- _Raw data_:
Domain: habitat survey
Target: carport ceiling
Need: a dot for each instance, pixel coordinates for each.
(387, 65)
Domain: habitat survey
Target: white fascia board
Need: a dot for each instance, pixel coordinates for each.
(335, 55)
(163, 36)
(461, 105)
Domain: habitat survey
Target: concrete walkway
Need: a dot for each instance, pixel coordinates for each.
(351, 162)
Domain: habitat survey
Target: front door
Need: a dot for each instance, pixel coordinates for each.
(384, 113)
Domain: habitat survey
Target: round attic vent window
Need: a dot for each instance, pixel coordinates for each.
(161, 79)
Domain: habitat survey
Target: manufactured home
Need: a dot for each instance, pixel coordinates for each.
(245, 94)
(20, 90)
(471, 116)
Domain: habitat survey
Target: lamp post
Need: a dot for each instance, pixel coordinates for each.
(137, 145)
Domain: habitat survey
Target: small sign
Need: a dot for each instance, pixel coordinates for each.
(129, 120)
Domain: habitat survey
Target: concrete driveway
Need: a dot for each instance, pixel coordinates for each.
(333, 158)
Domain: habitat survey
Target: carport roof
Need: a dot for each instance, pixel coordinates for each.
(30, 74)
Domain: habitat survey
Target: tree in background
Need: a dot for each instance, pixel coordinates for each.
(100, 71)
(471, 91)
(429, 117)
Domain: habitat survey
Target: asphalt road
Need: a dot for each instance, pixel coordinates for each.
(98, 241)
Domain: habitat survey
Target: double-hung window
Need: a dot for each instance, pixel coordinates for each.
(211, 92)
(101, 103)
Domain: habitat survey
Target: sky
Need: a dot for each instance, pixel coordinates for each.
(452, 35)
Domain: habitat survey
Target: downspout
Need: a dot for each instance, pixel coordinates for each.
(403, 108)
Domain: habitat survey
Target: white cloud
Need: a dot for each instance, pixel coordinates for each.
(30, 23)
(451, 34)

...

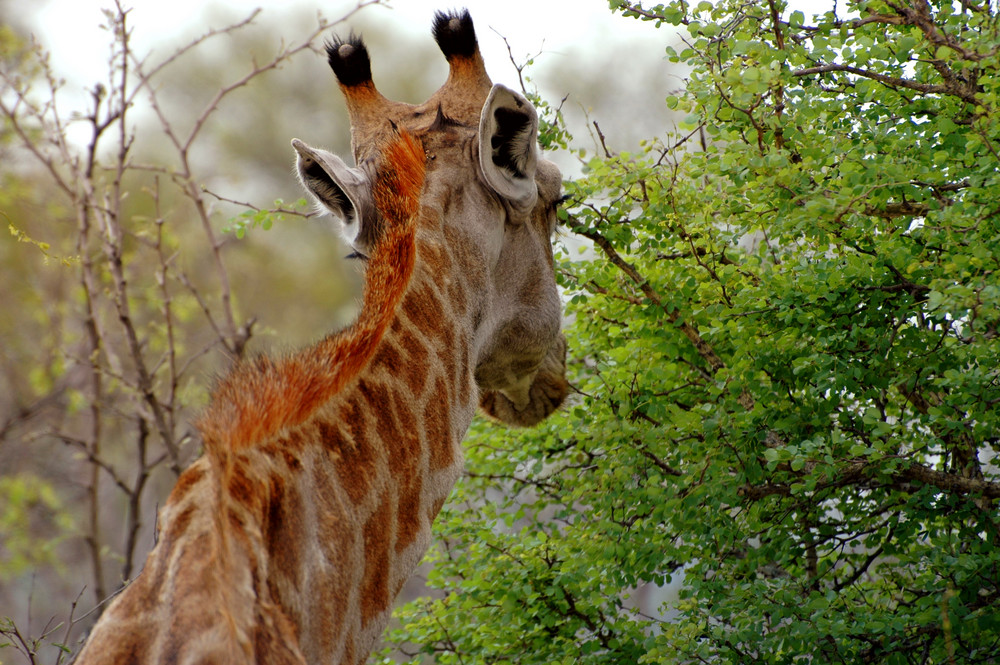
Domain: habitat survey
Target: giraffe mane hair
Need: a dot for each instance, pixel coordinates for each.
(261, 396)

- _Task prompt_:
Collect every line above that contains the word "carport", and copy each one in full.

- _Output of the task_:
Target: carport ceiling
Target: carport roof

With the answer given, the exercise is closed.